**Work to do**
Rewrite every line of the rows below as a JSON list of strings, one string per line, leaving out the blank lines.

━━ Given data ━━

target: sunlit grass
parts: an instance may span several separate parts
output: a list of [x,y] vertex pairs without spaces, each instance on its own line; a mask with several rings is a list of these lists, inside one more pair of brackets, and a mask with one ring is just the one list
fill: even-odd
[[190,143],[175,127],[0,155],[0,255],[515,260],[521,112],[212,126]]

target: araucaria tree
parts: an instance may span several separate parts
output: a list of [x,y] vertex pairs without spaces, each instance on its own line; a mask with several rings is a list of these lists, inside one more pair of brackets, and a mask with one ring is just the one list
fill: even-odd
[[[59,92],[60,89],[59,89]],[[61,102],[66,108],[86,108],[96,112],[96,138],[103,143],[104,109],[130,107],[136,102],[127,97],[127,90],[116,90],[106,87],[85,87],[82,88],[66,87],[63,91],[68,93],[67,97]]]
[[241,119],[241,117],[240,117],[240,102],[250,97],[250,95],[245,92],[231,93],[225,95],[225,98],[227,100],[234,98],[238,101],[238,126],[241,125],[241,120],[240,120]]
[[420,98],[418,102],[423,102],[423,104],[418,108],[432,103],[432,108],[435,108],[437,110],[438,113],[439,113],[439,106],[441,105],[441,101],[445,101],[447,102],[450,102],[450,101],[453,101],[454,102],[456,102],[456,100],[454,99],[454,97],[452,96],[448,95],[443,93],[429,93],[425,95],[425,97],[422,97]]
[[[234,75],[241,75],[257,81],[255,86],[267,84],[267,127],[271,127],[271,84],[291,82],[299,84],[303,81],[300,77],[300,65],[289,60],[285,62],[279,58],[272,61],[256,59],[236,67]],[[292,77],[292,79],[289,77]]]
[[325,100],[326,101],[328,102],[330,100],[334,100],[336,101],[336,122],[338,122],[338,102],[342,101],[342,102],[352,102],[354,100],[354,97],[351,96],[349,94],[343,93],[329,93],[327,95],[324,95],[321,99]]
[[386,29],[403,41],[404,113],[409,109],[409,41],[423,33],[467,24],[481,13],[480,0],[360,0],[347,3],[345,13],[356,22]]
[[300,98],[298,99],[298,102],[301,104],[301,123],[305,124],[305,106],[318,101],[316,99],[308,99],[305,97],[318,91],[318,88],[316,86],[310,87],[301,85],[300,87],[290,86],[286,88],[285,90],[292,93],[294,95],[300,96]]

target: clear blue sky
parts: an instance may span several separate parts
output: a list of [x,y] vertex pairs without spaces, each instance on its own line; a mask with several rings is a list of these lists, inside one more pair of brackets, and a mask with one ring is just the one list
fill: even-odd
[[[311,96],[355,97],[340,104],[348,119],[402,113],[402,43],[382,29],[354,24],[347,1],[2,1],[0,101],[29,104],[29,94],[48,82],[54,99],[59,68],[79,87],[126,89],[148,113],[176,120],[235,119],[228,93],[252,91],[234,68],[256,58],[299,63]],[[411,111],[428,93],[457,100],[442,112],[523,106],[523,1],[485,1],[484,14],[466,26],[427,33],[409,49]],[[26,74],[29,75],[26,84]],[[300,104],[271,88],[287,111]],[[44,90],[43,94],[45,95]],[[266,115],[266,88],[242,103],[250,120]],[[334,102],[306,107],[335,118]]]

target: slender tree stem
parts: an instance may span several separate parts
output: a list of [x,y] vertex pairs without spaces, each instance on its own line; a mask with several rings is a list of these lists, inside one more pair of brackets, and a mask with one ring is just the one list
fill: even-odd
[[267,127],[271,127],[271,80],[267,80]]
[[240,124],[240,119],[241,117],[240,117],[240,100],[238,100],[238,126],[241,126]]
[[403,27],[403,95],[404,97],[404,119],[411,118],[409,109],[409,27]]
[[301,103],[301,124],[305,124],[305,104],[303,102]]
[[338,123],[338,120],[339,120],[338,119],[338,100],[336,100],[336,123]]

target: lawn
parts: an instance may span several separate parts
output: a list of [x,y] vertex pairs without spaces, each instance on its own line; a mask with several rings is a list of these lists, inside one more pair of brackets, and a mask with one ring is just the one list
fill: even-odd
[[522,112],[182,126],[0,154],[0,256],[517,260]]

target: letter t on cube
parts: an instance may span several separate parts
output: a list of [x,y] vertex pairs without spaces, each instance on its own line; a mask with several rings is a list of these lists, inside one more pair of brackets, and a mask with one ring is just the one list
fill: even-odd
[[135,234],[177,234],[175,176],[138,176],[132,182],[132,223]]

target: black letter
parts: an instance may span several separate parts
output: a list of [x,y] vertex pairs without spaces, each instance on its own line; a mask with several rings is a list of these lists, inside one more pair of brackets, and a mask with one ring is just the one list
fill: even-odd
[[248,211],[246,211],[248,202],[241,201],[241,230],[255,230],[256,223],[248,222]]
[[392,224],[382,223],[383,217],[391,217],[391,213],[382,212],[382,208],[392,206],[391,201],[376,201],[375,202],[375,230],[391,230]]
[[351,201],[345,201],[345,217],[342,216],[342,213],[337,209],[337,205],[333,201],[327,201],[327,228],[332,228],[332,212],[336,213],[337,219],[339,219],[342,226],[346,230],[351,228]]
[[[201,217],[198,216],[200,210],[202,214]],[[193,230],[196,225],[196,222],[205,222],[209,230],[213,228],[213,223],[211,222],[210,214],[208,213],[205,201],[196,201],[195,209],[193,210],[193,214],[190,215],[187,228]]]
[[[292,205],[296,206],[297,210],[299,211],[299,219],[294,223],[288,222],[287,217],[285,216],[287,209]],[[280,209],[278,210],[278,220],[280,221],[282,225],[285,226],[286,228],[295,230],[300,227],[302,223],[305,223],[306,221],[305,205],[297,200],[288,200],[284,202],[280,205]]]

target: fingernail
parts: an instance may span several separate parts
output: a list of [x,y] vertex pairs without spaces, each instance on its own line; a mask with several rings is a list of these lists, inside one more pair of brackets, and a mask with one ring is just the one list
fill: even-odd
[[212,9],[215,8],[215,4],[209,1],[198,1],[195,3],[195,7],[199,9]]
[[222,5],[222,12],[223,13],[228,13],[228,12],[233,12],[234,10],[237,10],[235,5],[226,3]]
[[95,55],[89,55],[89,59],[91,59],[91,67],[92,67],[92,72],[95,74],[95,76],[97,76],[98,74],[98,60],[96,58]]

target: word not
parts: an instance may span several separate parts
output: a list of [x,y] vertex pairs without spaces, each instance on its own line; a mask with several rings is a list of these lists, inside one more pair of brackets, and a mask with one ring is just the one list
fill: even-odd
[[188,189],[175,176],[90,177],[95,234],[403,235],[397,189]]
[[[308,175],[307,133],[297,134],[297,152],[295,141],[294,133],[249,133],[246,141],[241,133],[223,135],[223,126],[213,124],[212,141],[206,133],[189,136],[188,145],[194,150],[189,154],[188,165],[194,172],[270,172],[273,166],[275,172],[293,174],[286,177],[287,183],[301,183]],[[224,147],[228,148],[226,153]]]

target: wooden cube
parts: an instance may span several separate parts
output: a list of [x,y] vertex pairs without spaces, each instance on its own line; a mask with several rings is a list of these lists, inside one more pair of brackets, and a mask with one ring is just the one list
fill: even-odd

━━━

**Solution**
[
  "target: sunlit grass",
  "parts: an instance may span several separate parts",
  "output: a list of [x,y] vertex pairs without spaces, each instance on its own line; a mask with several rings is a list of these lists, inside one more pair of brackets, and a mask with one ring is just the one list",
  "fill: even-odd",
  "[[190,143],[175,127],[0,155],[0,255],[515,260],[521,112],[212,126]]",
  "target: araucaria tree",
  "parts: an instance may span several separate parts",
  "output: a list of [x,y] vertex pairs without spaces, each instance on its own line; a mask with several rings is a list of these lists, inside one more pair of brackets, and a mask with one ring is just the one list",
  "fill: even-odd",
  "[[[59,92],[60,89],[59,89]],[[61,102],[66,108],[86,108],[96,112],[96,138],[103,143],[104,109],[130,107],[136,102],[127,97],[127,90],[116,90],[106,87],[85,87],[82,88],[66,87],[63,91],[68,93],[67,97]]]",
  "[[241,119],[241,117],[240,117],[240,102],[250,97],[250,95],[245,92],[231,93],[225,95],[225,98],[227,100],[234,98],[238,101],[238,126],[241,125],[241,120],[240,120]]",
  "[[420,98],[418,102],[423,102],[423,104],[418,108],[432,103],[432,108],[435,108],[437,110],[438,113],[439,113],[439,106],[441,105],[441,101],[445,101],[447,102],[450,102],[450,101],[453,101],[454,102],[456,102],[456,100],[454,99],[454,97],[452,96],[448,95],[443,93],[429,93],[425,95],[425,97],[422,97]]",
  "[[[234,75],[241,75],[257,81],[255,86],[267,84],[267,127],[271,127],[271,84],[291,82],[299,84],[303,81],[300,77],[300,65],[289,60],[285,62],[279,58],[272,61],[256,59],[236,67]],[[292,77],[292,79],[289,77]]]",
  "[[325,100],[326,101],[328,102],[330,100],[334,100],[336,101],[336,122],[338,122],[338,102],[342,101],[342,102],[352,102],[354,100],[354,97],[351,96],[349,94],[343,93],[329,93],[327,95],[324,95],[321,99]]",
  "[[386,29],[403,41],[404,113],[409,109],[409,41],[423,33],[467,24],[481,13],[480,0],[360,0],[347,3],[345,13],[356,22]]",
  "[[300,98],[298,99],[298,102],[301,104],[301,123],[305,124],[305,106],[318,101],[316,99],[308,99],[305,97],[318,91],[318,88],[316,86],[310,87],[301,85],[300,87],[290,86],[286,88],[285,90],[292,93],[294,95],[300,96]]",
  "target: clear blue sky",
  "parts: an instance may span several separate parts",
  "output: a list of [x,y] vertex pairs without spaces, each instance on its own line; a mask with several rings is a list of these lists, inside one more pair of brackets, and a mask with one ring is just the one list",
  "fill: even-odd",
  "[[[311,96],[355,97],[340,104],[348,119],[402,113],[402,43],[382,29],[354,24],[347,1],[2,1],[0,101],[29,104],[29,94],[48,82],[54,99],[59,68],[79,87],[126,89],[148,113],[176,120],[235,119],[228,93],[252,91],[234,68],[256,58],[299,63]],[[411,111],[428,93],[457,100],[442,112],[523,106],[523,1],[485,1],[484,14],[466,26],[427,33],[409,49]],[[26,74],[29,75],[26,84]],[[300,104],[271,88],[287,111]],[[44,90],[43,94],[45,95]],[[266,115],[266,88],[242,103],[250,120]],[[334,102],[306,107],[335,118]]]",
  "target: slender tree stem",
  "parts: an instance may span several separate parts",
  "output: a list of [x,y] vertex pairs without spaces, each instance on its own line; a mask with several rings is a list of these lists, inside one more pair of brackets, and a mask with one ring is just the one list",
  "fill: even-odd",
  "[[267,127],[271,127],[271,80],[267,80]]",
  "[[240,124],[240,119],[241,117],[240,117],[240,100],[238,100],[238,126],[241,126]]",
  "[[403,27],[403,95],[404,97],[404,119],[411,118],[409,109],[409,27]]",
  "[[301,103],[301,124],[305,124],[305,104],[303,102]]",
  "[[338,123],[338,120],[339,120],[338,119],[338,100],[336,100],[336,123]]",
  "target: lawn",
  "parts: an instance may span several separate parts",
  "output: a list of [x,y] vertex pairs without spaces, each instance on its own line; a mask with several rings is a list of these lists, inside one more pair of brackets, and a mask with one ring is just the one list",
  "fill: even-odd",
  "[[522,112],[182,126],[0,154],[0,256],[517,260]]",
  "target: letter t on cube",
  "parts: an instance may span several separate parts",
  "output: a list of [x,y] vertex pairs without spaces, each instance on its own line; a mask with several rings is a list of these lists, inside one more pair of brackets, and a mask with one ring is just the one list",
  "fill: even-odd",
  "[[135,234],[177,234],[175,176],[138,176],[132,182],[132,223]]",
  "target: black letter",
  "parts: an instance may span several separate parts",
  "output: a list of [x,y] vertex pairs without spaces, each instance on its own line; a mask with several rings is a list of these lists, inside one more pair of brackets, and a mask with one ring is just the one list",
  "fill: even-odd",
  "[[248,211],[246,211],[248,202],[241,201],[241,230],[255,230],[256,223],[248,222]]",
  "[[392,224],[382,223],[383,217],[391,217],[391,213],[382,212],[382,208],[392,206],[391,201],[376,201],[375,202],[375,230],[391,230]]",
  "[[351,201],[345,201],[345,217],[342,216],[342,213],[337,209],[337,205],[333,201],[327,201],[327,228],[332,228],[332,212],[336,213],[337,219],[339,219],[342,226],[346,230],[351,228]]",
  "[[[201,217],[198,216],[200,210],[202,214]],[[193,230],[196,225],[196,222],[205,222],[209,230],[213,228],[213,223],[211,222],[210,214],[208,213],[205,201],[196,201],[195,209],[193,210],[193,214],[190,215],[187,228]]]",
  "[[[292,205],[296,206],[297,210],[299,211],[299,219],[294,223],[288,222],[287,217],[285,216],[287,209]],[[280,209],[278,210],[278,220],[280,221],[282,225],[285,226],[286,228],[295,230],[300,227],[302,223],[305,223],[306,221],[305,205],[297,200],[288,200],[284,202],[280,205]]]",
  "target: fingernail",
  "parts: an instance may span several separate parts",
  "output: a list of [x,y] vertex pairs without spaces, each instance on its own line; a mask with several rings is a list of these lists, inside one more pair of brackets, and a mask with one ring is just the one list",
  "fill: even-odd",
  "[[212,9],[215,8],[215,4],[209,1],[198,1],[195,3],[195,7],[199,9]]",
  "[[222,5],[222,12],[223,13],[228,13],[228,12],[233,12],[234,10],[237,10],[235,5],[226,3]]",
  "[[95,55],[89,55],[89,59],[91,59],[91,67],[92,67],[92,72],[95,74],[95,76],[97,76],[98,74],[98,60],[96,58]]",
  "target: word not",
  "parts: an instance may span several separate parts",
  "output: a list of [x,y] vertex pairs without spaces, each instance on its own line; a mask with several rings is a list of these lists, inside one more pair of brackets, and a mask with one ring is just the one list",
  "fill: even-odd",
  "[[188,189],[175,176],[90,177],[95,234],[403,235],[397,189]]",
  "[[[308,175],[307,133],[297,134],[297,152],[295,141],[294,133],[249,133],[246,141],[241,133],[223,135],[223,126],[213,124],[212,141],[206,133],[189,136],[188,145],[194,150],[189,154],[188,165],[194,172],[270,172],[273,166],[275,172],[293,174],[286,177],[287,183],[301,183]],[[224,147],[228,148],[226,153]]]",
  "target: wooden cube",
  "parts: an instance may span several separate parts",
  "output: a list of [x,y] vertex pairs without spaces, each instance on its own line; a mask with several rings is a list of these lists, inside one more pair of brackets, and a mask with one ring is just the one list",
  "fill: even-odd"
]